'''

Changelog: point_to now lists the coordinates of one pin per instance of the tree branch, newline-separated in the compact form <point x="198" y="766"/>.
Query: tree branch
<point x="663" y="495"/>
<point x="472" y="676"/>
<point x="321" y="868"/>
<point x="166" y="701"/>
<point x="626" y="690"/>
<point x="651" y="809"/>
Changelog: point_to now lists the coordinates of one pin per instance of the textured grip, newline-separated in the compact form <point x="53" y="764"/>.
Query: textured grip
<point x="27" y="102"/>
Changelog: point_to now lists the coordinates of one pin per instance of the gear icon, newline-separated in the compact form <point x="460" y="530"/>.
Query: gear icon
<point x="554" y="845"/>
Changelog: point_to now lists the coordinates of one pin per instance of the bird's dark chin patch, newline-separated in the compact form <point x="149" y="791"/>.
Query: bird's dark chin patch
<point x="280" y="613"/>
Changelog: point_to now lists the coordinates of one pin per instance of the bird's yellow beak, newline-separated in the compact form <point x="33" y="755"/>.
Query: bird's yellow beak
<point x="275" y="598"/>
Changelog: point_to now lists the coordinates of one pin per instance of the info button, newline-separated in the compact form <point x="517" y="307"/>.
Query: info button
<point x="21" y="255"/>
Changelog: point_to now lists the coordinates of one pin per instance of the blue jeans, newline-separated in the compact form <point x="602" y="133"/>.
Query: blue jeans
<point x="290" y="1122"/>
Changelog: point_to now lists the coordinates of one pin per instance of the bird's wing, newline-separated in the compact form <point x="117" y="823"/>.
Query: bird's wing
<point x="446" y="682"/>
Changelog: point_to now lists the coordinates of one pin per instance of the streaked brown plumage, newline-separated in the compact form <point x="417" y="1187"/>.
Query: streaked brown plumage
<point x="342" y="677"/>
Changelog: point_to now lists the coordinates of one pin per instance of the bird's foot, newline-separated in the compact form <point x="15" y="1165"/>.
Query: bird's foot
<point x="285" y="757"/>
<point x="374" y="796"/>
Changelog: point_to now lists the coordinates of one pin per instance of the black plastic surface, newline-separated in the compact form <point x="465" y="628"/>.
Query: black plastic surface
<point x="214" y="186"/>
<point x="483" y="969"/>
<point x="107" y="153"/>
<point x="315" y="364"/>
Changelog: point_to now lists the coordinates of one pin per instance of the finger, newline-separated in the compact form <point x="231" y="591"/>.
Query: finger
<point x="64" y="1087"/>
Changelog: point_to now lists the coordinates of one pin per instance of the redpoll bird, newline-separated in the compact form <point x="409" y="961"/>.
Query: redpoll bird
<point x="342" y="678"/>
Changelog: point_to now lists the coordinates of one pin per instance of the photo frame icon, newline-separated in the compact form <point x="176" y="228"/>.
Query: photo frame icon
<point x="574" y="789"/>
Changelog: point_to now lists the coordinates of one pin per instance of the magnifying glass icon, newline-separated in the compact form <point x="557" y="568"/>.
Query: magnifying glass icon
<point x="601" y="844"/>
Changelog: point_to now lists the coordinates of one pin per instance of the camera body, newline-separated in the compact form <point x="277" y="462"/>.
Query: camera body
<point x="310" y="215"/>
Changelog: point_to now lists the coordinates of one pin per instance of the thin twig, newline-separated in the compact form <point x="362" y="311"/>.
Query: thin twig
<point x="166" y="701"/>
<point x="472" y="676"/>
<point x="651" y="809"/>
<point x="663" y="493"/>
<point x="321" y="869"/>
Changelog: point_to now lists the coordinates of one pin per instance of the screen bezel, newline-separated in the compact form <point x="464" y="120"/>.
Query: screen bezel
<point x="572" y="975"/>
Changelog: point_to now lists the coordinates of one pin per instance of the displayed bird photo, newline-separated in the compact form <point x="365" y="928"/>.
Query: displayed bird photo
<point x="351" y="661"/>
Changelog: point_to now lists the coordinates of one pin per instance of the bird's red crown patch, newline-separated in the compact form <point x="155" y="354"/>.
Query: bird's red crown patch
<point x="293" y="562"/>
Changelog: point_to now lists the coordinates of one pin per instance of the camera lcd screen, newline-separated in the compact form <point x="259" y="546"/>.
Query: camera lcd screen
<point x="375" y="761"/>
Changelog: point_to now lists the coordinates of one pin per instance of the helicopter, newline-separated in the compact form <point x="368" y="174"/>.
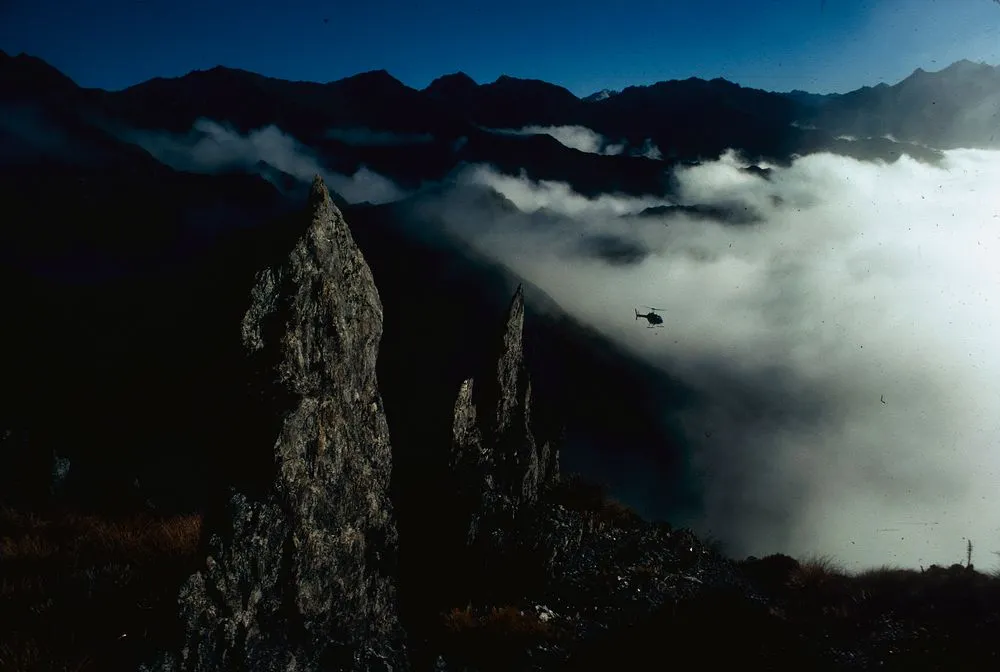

'''

| Aim of the exercise |
Convert every line of the material above into a Markdown table with the columns Row and Line, where Row numbers each line and blank lines are skipped. Leave the pictures out of the table.

| Final result |
| Row | Line |
|---|---|
| 1 | Changelog: point_to now lists the coordinates of one pin per instance of the tree branch, newline-separated in the compact form <point x="198" y="766"/>. |
| 2 | Query: tree branch |
| 3 | <point x="663" y="495"/> |
| 4 | <point x="472" y="676"/> |
| 5 | <point x="321" y="868"/> |
| 6 | <point x="166" y="701"/> |
| 7 | <point x="626" y="690"/> |
| 8 | <point x="651" y="809"/> |
| 9 | Changelog: point_to now lists the coordinates of one pin per instance of the textured grip, newline-separated in the compact form <point x="53" y="764"/>. |
| 10 | Query: textured grip |
| 11 | <point x="27" y="102"/> |
| 12 | Changelog: point_to now lists the coordinates of one pin per instance of the gear icon, newline-separated in the compact form <point x="460" y="530"/>. |
| 13 | Query: gear icon |
| 14 | <point x="554" y="845"/> |
| 15 | Changelog: point_to now lists the coordinates of one pin per instance of the bird's dark chin patch, newline-separated in the compact form <point x="149" y="791"/>. |
| 16 | Query: bird's dark chin patch |
| 17 | <point x="280" y="613"/> |
| 18 | Changelog: point_to now lists the coordinates of one pin per instance of the bird's yellow beak, newline-separated in the compact form <point x="33" y="755"/>. |
| 19 | Query: bird's yellow beak |
| 20 | <point x="275" y="598"/> |
| 21 | Changelog: point_to now lists the coordinates of one pin per instance of the info button, newline-separated in the compact form <point x="517" y="307"/>. |
| 22 | Query: info button |
| 23 | <point x="21" y="255"/> |
| 24 | Changelog: point_to now lists the coordinates of one pin per instance of the blue jeans, newline-separated in the compact form <point x="602" y="133"/>. |
| 25 | Query: blue jeans |
| 26 | <point x="290" y="1122"/> |
| 27 | Changelog: point_to now lists the coordinates of one pin per instance of the bird's wing, newline-separated in the compact form <point x="117" y="823"/>. |
| 28 | Query: bird's wing |
| 29 | <point x="446" y="682"/> |
| 30 | Changelog: point_to now lists the coordinates of one pin per instance of the streaked brown plumage, newline-separated in the compact form <point x="417" y="1187"/>. |
| 31 | Query: streaked brown plumage |
| 32 | <point x="342" y="677"/> |
| 33 | Changelog: point_to now lists the coordinates of one pin per instance of the bird's foot, newline-separated in the compact form <point x="15" y="1165"/>. |
| 34 | Query: bird's foot |
| 35 | <point x="285" y="757"/> |
| 36 | <point x="374" y="796"/> |
| 37 | Changelog: point_to now lists the coordinates of one pin per instance of the black plastic surface, newline-separated in the compact form <point x="465" y="628"/>. |
| 38 | Query: black plastic surface |
| 39 | <point x="214" y="186"/> |
| 40 | <point x="483" y="969"/> |
| 41 | <point x="107" y="153"/> |
| 42 | <point x="315" y="364"/> |
| 43 | Changelog: point_to now lists the coordinates of one pin per instance of the finger, newline-separated in the compact form <point x="231" y="591"/>. |
| 44 | Query: finger |
| 45 | <point x="64" y="1087"/> |
| 46 | Changelog: point_to now lists the coordinates of one pin per instance of the redpoll bird, newline-separated in the compact form <point x="409" y="961"/>. |
| 47 | Query: redpoll bird |
| 48 | <point x="342" y="678"/> |
| 49 | Changelog: point_to now lists the coordinates of one pin per instance of the photo frame icon, newline-separated in the compact form <point x="176" y="228"/>. |
| 50 | Query: photo frame icon |
| 51 | <point x="574" y="789"/> |
| 52 | Changelog: point_to now lists the coordinates of one pin per instance of the magnifying glass icon, newline-separated in the compact form <point x="557" y="568"/>. |
| 53 | Query: magnifying glass icon |
| 54 | <point x="601" y="844"/> |
| 55 | Changelog: point_to now lists the coordinates of one pin per instance of the camera body, newline-separated in the compact form <point x="277" y="462"/>. |
| 56 | Query: camera body |
| 57 | <point x="310" y="215"/> |
| 58 | Changelog: point_to now lists the coordinates of one pin per instance of the thin twig, newline-separated in the compact form <point x="362" y="311"/>. |
| 59 | Query: thin twig |
| 60 | <point x="166" y="701"/> |
| 61 | <point x="472" y="676"/> |
| 62 | <point x="651" y="809"/> |
| 63 | <point x="663" y="493"/> |
| 64 | <point x="321" y="869"/> |
| 65 | Changelog: point_to now lists the coordinates of one pin per instance of the screen bezel, newline-separated in the compact form <point x="464" y="120"/>. |
| 66 | Query: screen bezel |
| 67 | <point x="572" y="975"/> |
| 68 | Changelog: point_to now lists the coordinates of one pin per instance of the displayed bird photo, newline-separated in the compact form <point x="365" y="928"/>. |
| 69 | Query: displayed bird photo |
| 70 | <point x="351" y="661"/> |
| 71 | Changelog: point_to now lists the coordinates of one pin per instance of the bird's red crown patch, newline-separated in the compact form <point x="155" y="354"/>. |
| 72 | Query: bird's red crown patch |
| 73 | <point x="293" y="562"/> |
| 74 | Changelog: point_to now lists the coordinates of one pin per instance of the camera lcd screen, newline-separated in the compact form <point x="259" y="546"/>. |
| 75 | Query: camera lcd screen |
| 76 | <point x="375" y="761"/> |
| 77 | Changelog: point_to now lists the coordinates of one pin per instance of the helicopter, newline-separated in the compact form <point x="368" y="174"/>. |